• **Problems to work on**:
1. For each of the statements (a), (b) and (c), state whether it agrees with the Senate voting transcript, and support each yes or no by quoting the deciding words of the transcript exactly. (a) Under section 239(2), an above-the-line vote is given to a party or group. (b) A candidate for the Senate must be endorsed by a political party. (c) A voter who votes above the line chooses the order in which a party's candidates may be elected.
2. Continue the Senate voting transcript from the point at which it stops.

• **Provided passage**:

________

Then, your Honours, in Re Day (No 2) [2017] HCA 14; (2017) 91 ALJR 518 at 519, which is behind tab 19, in paragraph [208] your Honour Justice Keane – your Honours will see the second half, in effect, of the paragraph. One comes, then, returning to the provisions of the Act, to the actual voting in elections for the Senate. Your Honours, one can vote in the Senate above the line or below the line.


Above-the-line voting is for groups named as such and below the line is for individuals named as such. And your Honours will recall the actual ballot paper above the line simply had the name of the group or political party in question. Your Honours, it is not essential that a candidate for the Senate be endorsed by a political party and independents, people who wish to be described on the ballot paper as such, may apply under section 169A, which your Honours will see at page 69 of volume 1 of the book of authorities. They may apply to be described as such.


But, in the end, the Court is concerned here with section 239(2). Your Honours will see that at page 116. Now, it deals with, as the heading immediately above it indicates, “Voting above the line”. Your Honours will see that it is, your Honours, and I so submit a central provision because it determines what or for whom a vote is, in a sense, for.


Your Honours, if I could go to section 239(2), your Honours will see from the first few lines of 239(2)(a) that a vote is given to a party or group. And, going on from there, that party or group is the person’s first preference. The numbering after (1) up to (6) is then a vote indicating the voters’ order of preference for other parties or groups.


Now, your Honours, parties as such do not become senators, it is their endorsed candidates which do and, not surprisingly, there is provision for verification of it of such endorsements in section 169B. But, your Honours, in relation to above-the-line voting, the voter plays no part as such in selecting the Senate candidates for a party or in choosing the order in which they may be elected. The above-the-line voter, votes for a party. Your Honours, section 269(1), if I could go to that for a moment, your Honours, deals with circumstances in which a vote above the line is formal and your Honours will see the reference in 269(1)(a) to section 239(2).


Could I turn now, your Honours to section 272 on which my learned friend, the Attorney-General’s submissions, in paragraphs 63 and 64, place some weight, in our submission, perhaps rather too much weight? Section 272(2) is a recognition of the fact that an above-the-line vote is a vote for a group or party and that, except in the case of a landslide in favour of a party, not all its candidates are likely to fill the vacant seats in the Senate. So that it becomes necessary to work out which of the candidates nominated by that group or party, is successful and that is why one sees the deeming, in effect, provision of section 272 where it says “is taken to have been”.

________

• **Data extract**:
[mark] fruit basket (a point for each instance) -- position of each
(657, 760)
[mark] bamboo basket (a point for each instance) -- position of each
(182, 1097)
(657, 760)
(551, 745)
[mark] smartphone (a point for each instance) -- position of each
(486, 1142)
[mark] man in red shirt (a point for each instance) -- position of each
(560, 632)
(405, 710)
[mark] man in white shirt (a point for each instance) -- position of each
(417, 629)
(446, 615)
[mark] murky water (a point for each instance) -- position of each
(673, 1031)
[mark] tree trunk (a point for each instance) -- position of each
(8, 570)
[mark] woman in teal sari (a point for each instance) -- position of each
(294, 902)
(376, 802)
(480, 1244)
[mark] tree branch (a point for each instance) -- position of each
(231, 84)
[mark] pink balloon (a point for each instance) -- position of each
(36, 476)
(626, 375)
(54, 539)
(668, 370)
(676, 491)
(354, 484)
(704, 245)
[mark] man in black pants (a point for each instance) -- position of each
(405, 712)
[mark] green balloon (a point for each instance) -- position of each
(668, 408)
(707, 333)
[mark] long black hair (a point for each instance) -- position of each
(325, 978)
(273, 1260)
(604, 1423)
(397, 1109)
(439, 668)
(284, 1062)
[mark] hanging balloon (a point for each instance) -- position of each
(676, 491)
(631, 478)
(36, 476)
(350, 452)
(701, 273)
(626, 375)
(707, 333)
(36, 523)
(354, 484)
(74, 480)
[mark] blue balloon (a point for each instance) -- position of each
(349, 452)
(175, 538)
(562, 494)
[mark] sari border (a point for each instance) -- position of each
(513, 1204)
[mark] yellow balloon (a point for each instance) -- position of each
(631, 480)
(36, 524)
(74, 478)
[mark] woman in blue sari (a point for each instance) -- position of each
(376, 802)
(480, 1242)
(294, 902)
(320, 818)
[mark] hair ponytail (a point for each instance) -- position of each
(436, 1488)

________

• **Final answers**:
1.
(a) Yes: "a vote is given to a party or group."
(b) No: "it is not essential that a candidate for the Senate be endorsed by a political party"
(c) No: "the voter plays no part as such in selecting the Senate candidates for a party or in choosing the order in which they may be elected."

2.
But the position remains, your Honours, that the vote above the line is a vote for a party or group and, your Honours, that is why, in our submission, at this point, where the operation of section 44(i) in relation to whether is or is not a vacancy has been determined and the question is, the manner by which that vacancy is to be filled. A result which would have a person, who has resigned from the party, being treated as elected to it, is a result which, in our submission, would be rather curious.


Now, your Honours, could I come then to the question, when should a special count be ordered. Your Honours, in a number of decisions, the Court has stated the principles apposite to whether the question of filling a vacancy, or the matter of resolution of filling the vacancy, should be by what has come to be described as a special count.


Your Honours, a relatively modern starting point is Free v Kelly [1996] HCA 42; (1996) 185 CLR 296. It is behind tab 11 in volume 1. Your Honours will see at page 303 of that decision, which is actually at page 303 of the book, at about line 15, his Honour there said that a special count would not be warranted unless it would reflect the voters’ true legal intent and also would not be warranted if it would result in a distortion of the voters’ true intentions.


Your Honours, that approach was approved by a Court of five Justices in In Re Culleton (No 2), which is behind tab 18 in volume 2. The judgment of the plurality is of four members of the Court. Your Honour Justice Nettle, at paragraph [67], I think, agreed, on this aspect of the matter with the plurality. The relevant passage to which I wish to go is at page 574, at the bottom of the page. In particular, your Honours will see that in paragraph [40] the submission is recorded that:


the vacancy should be filled by a special count –


If one goes to paragraph [42], it was not contested by Senator Culleton. I referred to the first half of [43], I think, your Honours, but when one goes to the second half of paragraph [43], your Honours will see it is said, about five or six lines from the bottom of the paragraph:


There is no reason to suppose that a special count would “result in a distortion of the voters’ real intentions”, rather than a reflection of “the true legal intent of the voters so far as it is consistent with the Constitution and [the Electoral Act]”.


Those are, of course, words from Free v Kelly. Then your Honours will see in paragraph [44], about halfway down:


There is no reason to suppose that the votes cast “above the line” in favour of that group were not intended to flow to the next individual nominee of Pauline Hanson’s One Nation party in the event that Senator Culleton was not capable of being elected.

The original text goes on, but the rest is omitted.